**WHAT IS BEING ASKED:** Continue the article on 2021 outpatient E/M coding by time from the point where it stops.
━━ SUPPLIED PASSAGE ━━
Primary Care Coding Alert

E/M Coding:

Get the Answers to These 5 Frequently Asked 2021 Outpatient E/M Time Questions

Note changes in total times, prolonged outpatient services.

Last month, we took an in-depth look at the way medical decision making (MDM) will function as one of the two ways you will determine office and outpatient evaluation and management (E/M) levels beginning Jan. 1, 2021.

This month, we take a closer look at the second of those ways: time. Here are the five big changes in the way you will use it in just a few short months.

What Is the Big Change?

Up until now, you have been restricted to using time only “when counseling and/ or coordination of care dominates (more than 50 percent) the encounter” per the current CPT® guidelines.

However, “starting in 2021, physicians will no longer need to establish how much time was devoted to counseling and coordinating on the day of the encounter,” says Donna Walaszek, CCS-P, billing manager, credentialing/coding specialist for Northampton Area Pediatrics, LLP, in Northampton, Massachusetts.

What Will Count As Time?

At the beginning of next year, “the time values associated with each office/ outpatient E/M code will change from being ‘typical face-to-face time’ to ‘total time spent on the day of the encounter,’” Walaszek points out.

This means physicians and/or other qualified healthcare professionals (QHPs) can count “their face-to-face time when determining E/M levels, providing the time is spent on activities directly related to the patient’s care on the day of the visit,” according to Walaszek.

It also means “you will be able to count non-face-to-face time the provider spends on patient care, including updating a patient’s clinical information in the record, during the day of the visit,” notes Mary I. Falbo, MBA, CPC, CEO of Millennium Healthcare Consulting Inc. in Lansdale, Pennsylvania.

Per the 2021 CPT® guidelines, the full list of those activities includes:

  • “Preparing to see the patient (eg, review of tests)
━━━
━━ THE DATA ━━
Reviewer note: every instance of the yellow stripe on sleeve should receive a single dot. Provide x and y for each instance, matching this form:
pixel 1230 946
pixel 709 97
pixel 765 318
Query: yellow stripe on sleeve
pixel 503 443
━━━
━━ THE DATA ━━
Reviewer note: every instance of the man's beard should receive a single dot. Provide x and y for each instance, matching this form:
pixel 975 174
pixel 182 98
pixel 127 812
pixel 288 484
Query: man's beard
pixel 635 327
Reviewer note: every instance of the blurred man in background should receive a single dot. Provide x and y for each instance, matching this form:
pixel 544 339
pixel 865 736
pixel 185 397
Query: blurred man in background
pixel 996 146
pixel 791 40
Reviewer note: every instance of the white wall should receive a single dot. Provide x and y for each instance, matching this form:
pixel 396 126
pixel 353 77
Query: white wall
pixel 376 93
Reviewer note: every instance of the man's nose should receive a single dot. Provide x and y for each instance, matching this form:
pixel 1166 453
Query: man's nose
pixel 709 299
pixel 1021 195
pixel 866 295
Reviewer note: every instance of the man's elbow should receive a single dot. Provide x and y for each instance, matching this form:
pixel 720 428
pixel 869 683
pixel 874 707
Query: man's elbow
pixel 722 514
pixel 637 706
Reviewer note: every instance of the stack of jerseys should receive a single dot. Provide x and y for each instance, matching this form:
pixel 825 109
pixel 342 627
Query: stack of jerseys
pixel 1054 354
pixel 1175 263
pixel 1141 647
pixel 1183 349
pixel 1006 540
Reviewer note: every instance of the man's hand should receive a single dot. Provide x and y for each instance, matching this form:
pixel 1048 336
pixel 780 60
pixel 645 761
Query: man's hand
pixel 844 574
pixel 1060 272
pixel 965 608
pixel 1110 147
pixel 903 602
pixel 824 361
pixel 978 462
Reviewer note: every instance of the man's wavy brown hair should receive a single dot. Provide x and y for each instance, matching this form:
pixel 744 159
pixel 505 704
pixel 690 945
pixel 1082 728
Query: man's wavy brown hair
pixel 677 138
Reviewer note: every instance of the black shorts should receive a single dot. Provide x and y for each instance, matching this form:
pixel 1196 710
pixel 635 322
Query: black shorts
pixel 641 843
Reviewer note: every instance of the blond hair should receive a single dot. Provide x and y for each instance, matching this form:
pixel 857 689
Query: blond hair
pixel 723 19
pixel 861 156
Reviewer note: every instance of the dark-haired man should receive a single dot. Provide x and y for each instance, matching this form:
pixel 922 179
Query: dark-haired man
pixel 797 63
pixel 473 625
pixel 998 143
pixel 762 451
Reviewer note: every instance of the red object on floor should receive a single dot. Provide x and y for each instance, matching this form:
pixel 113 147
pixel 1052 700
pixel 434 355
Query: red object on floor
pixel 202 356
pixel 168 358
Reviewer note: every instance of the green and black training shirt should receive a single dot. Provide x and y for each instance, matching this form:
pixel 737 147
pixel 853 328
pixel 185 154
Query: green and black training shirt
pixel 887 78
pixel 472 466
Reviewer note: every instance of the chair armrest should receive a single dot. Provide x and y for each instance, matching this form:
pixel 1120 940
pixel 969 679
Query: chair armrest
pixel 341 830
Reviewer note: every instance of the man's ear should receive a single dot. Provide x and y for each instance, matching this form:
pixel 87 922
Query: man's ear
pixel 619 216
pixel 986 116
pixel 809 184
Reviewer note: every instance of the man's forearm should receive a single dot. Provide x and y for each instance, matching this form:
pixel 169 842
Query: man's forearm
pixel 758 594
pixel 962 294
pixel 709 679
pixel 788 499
━━━
**RESPONSE TO THE EXERCISE:**
  • “Obtaining and/or reviewing separately obtained history
  • “Performing a medically appropriate examination and/or evaluation
  • “Counseling and educating the patient/family/caregiver
  • “Ordering medications, tests, or procedures
  • “Referring and communicating with other health care professionals (not separately reported)
  • “Documenting clinical information in the electronic or other health record
  • “Independently interpreting results (not separately reported) and communicating results to the patient/family/caregiver
  • Care coordination (not separately reported).”

Coding caution: “You will not be able to include time clinical staff normally spend doing their activities,” notes Walaszek.

What Are the New Times?

Rather than a single “typical” time, CPT® has assigned each outpatient E/M level its own time range, as the following table illustrates:

What About Prolonged Outpatient E/M Services?

Currently, reporting prolonged services with direct patient contact involves using add-on codes +99354 (Prolonged evaluation and management … requiring direct patient contact beyond the usual service; first hour …) and +99355 (… each additional 30 minutes …) to any outpatient E/M level. These codes can be added to any E/M service that is based on the elements (history, exam, and/or medical decision making) once the typical time for that code has been exceeded, or to the highest level E/Ms when calculated based on time.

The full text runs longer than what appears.